Reproduce the items below verbatim, starting at the line that contains "crest on jersey" and ending at the line that contains "[540,173,774,516]", with both of those lines included.

+--

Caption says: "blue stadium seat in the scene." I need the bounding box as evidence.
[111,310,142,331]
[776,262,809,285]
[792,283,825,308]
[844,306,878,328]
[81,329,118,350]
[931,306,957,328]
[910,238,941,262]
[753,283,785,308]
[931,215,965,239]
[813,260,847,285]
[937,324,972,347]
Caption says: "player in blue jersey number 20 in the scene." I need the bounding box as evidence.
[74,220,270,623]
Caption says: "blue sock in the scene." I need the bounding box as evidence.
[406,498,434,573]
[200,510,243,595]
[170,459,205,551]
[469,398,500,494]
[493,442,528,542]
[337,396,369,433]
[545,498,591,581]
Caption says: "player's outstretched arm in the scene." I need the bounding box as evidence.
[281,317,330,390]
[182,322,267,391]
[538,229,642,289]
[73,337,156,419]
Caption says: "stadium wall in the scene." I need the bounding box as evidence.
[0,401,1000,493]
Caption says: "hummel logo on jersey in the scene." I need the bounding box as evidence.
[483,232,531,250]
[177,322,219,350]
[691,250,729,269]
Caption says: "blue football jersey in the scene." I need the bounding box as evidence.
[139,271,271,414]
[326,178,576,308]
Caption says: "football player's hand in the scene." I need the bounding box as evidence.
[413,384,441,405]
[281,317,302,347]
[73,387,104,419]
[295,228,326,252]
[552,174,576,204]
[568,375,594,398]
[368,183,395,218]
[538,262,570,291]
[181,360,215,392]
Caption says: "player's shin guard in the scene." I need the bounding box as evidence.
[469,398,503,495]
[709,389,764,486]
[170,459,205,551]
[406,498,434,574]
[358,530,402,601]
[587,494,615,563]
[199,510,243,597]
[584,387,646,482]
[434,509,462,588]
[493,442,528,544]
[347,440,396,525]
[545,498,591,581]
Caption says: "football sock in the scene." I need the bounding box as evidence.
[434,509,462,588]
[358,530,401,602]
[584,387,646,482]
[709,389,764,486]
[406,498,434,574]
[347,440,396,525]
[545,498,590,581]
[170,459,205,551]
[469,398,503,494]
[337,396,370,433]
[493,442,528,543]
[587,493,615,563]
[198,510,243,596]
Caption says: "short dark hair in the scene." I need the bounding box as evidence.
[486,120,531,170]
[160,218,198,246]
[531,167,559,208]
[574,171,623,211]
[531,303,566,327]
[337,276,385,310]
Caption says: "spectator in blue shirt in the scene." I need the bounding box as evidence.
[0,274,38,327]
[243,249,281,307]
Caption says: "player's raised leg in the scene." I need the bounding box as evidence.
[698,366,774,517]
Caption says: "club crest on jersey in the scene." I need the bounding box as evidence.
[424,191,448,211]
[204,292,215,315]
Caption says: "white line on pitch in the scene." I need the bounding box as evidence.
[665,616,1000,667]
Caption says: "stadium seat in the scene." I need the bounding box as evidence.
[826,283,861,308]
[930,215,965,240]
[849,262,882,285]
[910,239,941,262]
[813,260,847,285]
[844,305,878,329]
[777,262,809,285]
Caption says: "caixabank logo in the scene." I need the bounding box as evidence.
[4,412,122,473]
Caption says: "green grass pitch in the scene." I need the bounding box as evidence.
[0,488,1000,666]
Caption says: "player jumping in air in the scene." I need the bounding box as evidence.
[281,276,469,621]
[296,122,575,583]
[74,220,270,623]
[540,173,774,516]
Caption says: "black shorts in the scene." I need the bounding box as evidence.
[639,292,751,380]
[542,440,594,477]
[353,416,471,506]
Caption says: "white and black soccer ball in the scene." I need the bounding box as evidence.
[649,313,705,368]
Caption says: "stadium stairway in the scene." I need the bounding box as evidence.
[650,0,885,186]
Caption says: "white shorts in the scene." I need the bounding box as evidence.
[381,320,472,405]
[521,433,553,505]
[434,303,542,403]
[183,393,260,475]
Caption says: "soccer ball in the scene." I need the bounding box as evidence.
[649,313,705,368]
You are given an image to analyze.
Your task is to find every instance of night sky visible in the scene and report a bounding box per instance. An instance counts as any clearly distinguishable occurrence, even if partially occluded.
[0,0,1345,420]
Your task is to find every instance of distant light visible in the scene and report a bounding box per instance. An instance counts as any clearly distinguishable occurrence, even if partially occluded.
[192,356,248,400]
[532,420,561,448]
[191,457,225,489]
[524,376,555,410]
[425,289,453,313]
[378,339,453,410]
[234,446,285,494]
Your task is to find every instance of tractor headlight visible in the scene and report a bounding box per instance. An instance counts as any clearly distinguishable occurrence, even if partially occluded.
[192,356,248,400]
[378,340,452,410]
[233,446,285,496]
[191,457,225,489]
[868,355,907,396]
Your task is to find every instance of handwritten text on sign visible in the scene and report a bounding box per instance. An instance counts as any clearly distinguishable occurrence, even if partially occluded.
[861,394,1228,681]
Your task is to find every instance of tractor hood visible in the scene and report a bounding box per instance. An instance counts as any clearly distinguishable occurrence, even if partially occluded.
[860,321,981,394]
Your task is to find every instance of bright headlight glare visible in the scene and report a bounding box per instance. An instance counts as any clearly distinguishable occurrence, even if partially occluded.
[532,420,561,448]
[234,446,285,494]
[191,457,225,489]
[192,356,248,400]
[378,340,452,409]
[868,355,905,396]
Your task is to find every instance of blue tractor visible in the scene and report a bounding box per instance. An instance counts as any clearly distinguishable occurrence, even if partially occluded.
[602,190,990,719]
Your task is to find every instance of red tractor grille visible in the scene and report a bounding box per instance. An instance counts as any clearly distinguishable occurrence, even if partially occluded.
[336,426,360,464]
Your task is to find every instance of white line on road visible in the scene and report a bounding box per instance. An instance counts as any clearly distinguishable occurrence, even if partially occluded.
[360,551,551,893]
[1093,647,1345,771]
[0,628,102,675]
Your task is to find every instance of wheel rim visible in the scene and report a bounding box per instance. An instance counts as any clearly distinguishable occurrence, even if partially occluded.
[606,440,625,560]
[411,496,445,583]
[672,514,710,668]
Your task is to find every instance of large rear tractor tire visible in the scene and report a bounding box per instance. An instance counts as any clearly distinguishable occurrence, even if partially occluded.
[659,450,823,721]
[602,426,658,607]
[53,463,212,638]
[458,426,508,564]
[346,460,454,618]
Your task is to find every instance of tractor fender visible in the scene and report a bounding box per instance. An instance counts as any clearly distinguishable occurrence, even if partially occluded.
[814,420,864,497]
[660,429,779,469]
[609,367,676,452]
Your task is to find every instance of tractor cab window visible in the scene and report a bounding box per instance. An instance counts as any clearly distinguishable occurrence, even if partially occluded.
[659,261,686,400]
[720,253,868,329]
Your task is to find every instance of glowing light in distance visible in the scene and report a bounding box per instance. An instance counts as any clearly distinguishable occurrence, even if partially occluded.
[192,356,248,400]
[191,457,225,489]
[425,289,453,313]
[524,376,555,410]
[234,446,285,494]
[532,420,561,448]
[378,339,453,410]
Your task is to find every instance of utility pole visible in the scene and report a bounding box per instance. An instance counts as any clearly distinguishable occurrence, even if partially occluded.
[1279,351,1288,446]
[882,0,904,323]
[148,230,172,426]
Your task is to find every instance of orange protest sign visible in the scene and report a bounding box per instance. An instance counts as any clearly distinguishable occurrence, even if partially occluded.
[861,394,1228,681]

+--

### SOLUTION FOR THIS PROBLEM
Caption says: "club crest on jersey in the scene." I need the bounding box as evidence.
[424,191,448,211]
[204,292,215,315]
Caption says: "white line on pitch in the scene." I need the bounding box as evidence.
[665,616,1000,667]
Caption says: "stadium seat in the scene." I need the bounding box as evidence.
[826,283,861,308]
[930,215,965,240]
[849,262,882,285]
[910,239,941,262]
[813,260,847,285]
[844,305,878,329]
[777,262,809,285]
Caption says: "caixabank logo in the scene." I need the bounding box as evidence.
[4,412,122,473]
Caption says: "green grass pitch in the scene." I need the bounding box as evidence.
[0,488,1000,666]
Caption says: "player jumping in air in the scene." I need the bounding box as evidence.
[281,276,469,621]
[296,122,575,583]
[74,220,270,623]
[540,173,774,516]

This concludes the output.